> [Excerpt to read]:

## Start

When we tried to switch the ligands on starting reagents and to run stoichiometric reaction between Fe(hfac)₃ and Fe(acac)₂, it resulted in yet another polynuclear homometallic diketonate [Fe(hfac)₂][Fe(acac)₂(hfac)][Fe(hfac)₂] (3). Complex 3 was identified as a major product of the reaction that proceeds according to the equation:

2Fe(acac)₂ + 2Fe(hfac)₃ → Fe₃(acac)₂(hfac)₅ + Fe(acac)₂(hfac) (3)

The formation of complex 3 can be explained by a prompt ligand exchange between Fe^II and Fe^III centers, the event that is rather common in metal diketonate chemistry. Alternative pathway for the formation of compound 3 is an instantaneous electron transfer upon formation of the diketonate bridge. Such intramolecular redox process is well established for the Fe^II/Fe^III cyanide complexes.²⁶

Molecular structure of diketonate 3 (ESI, Fig. S7 and Table S6†) is very similar to that of 2 with a sole exception of one hfac ligand chelating the central Fe^III atom. Remarkably, this ligand with electron-withdrawing groups does not participate in bridging interactions with Fe^II centers on both sides of the molecule and remains purely chelating. Subsequent theoretical modeling of the possible adducts of M^II(acac)₂ with M^III(hfac)₃ at the DFT level (PBE0/def2-TZVP²⁷) revealed that compounds of the formula [M^III(hfac)₃][M^II(acac)₂] do not correspond to the local minima on the potential energy surfaces. Optimization procedure eventually converged to the systems in which the initial homometallic fragments are held together by weak non-covalent interactions (ESI, Fig. S13 and S14, Tables S11 and S12†).

## End

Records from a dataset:
## Start

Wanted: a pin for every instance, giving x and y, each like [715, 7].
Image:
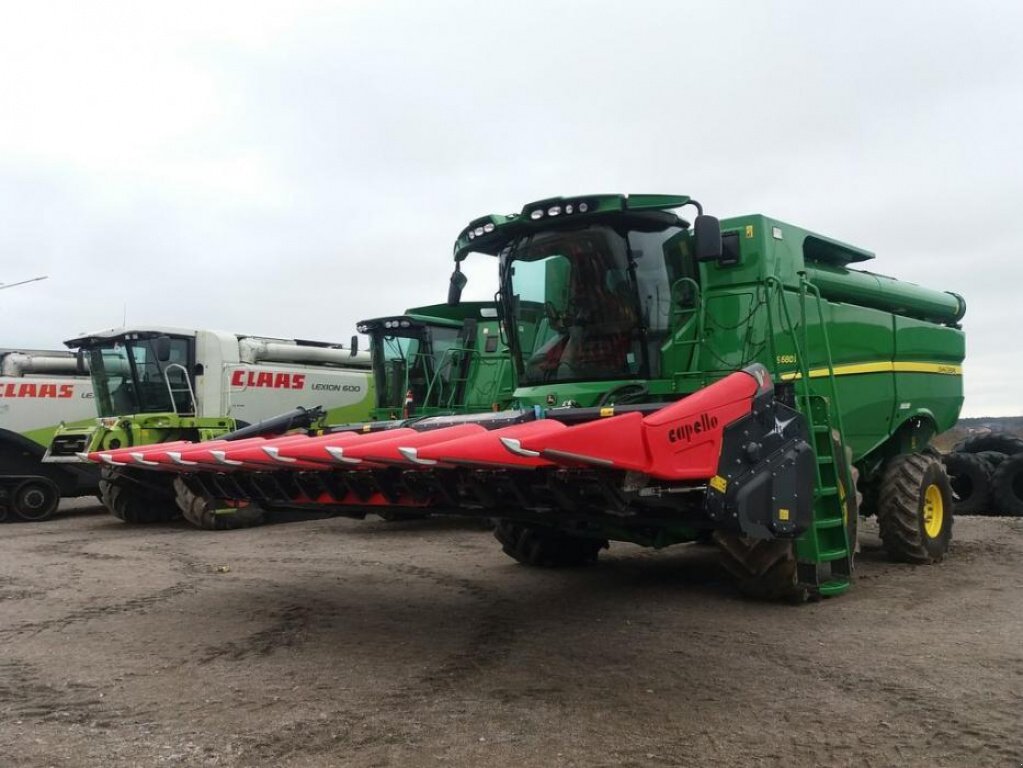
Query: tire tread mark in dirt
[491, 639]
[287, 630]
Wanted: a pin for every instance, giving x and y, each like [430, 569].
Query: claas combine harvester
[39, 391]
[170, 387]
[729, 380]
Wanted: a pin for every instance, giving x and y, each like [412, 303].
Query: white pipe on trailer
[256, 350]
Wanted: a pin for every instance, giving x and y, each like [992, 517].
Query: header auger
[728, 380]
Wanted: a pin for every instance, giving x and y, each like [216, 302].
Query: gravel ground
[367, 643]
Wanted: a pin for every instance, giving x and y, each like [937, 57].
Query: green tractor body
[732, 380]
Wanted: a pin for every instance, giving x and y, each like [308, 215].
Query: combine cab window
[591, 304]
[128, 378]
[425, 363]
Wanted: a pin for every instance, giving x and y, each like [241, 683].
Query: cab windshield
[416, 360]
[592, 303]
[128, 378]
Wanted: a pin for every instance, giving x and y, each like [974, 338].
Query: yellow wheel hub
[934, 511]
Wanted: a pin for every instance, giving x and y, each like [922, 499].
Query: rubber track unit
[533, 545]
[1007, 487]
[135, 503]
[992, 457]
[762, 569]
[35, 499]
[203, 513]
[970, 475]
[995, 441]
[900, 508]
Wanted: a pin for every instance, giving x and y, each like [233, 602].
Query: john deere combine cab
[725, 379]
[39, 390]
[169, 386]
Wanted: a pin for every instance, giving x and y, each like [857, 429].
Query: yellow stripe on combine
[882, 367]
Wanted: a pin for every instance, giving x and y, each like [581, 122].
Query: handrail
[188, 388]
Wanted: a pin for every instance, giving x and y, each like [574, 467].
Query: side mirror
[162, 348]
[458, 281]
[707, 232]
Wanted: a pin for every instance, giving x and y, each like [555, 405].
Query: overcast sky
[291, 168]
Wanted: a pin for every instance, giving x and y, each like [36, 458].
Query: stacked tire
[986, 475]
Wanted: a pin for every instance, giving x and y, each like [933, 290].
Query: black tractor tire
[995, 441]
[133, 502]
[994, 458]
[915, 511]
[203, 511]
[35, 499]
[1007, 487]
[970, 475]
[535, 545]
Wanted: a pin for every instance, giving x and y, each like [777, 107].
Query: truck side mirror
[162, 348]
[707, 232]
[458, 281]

## End

> [What to do]:
A. In the passage on iron diketonate complexes, what level of theory and basis set were used for the theoretical modeling of the possible adducts?
B. Retype word for word the part of the passage on iron diketonate complexes that begins at the words "Molecular structure of" and stops after "S11 and S12†).".

> [Outputs in order]:
A. The modeling was done at the DFT level using PBE0/def2-TZVP.

B.
Molecular structure of diketonate 3 (ESI, Fig. S7 and Table S6†) is very similar to that of 2 with a sole exception of one hfac ligand chelating the central Fe^III atom. Remarkably, this ligand with electron-withdrawing groups does not participate in bridging interactions with Fe^II centers on both sides of the molecule and remains purely chelating. Subsequent theoretical modeling of the possible adducts of M^II(acac)₂ with M^III(hfac)₃ at the DFT level (PBE0/def2-TZVP²⁷) revealed that compounds of the formula [M^III(hfac)₃][M^II(acac)₂] do not correspond to the local minima on the potential energy surfaces. Optimization procedure eventually converged to the systems in which the initial homometallic fragments are held together by weak non-covalent interactions (ESI, Fig. S13 and S14, Tables S11 and S12†).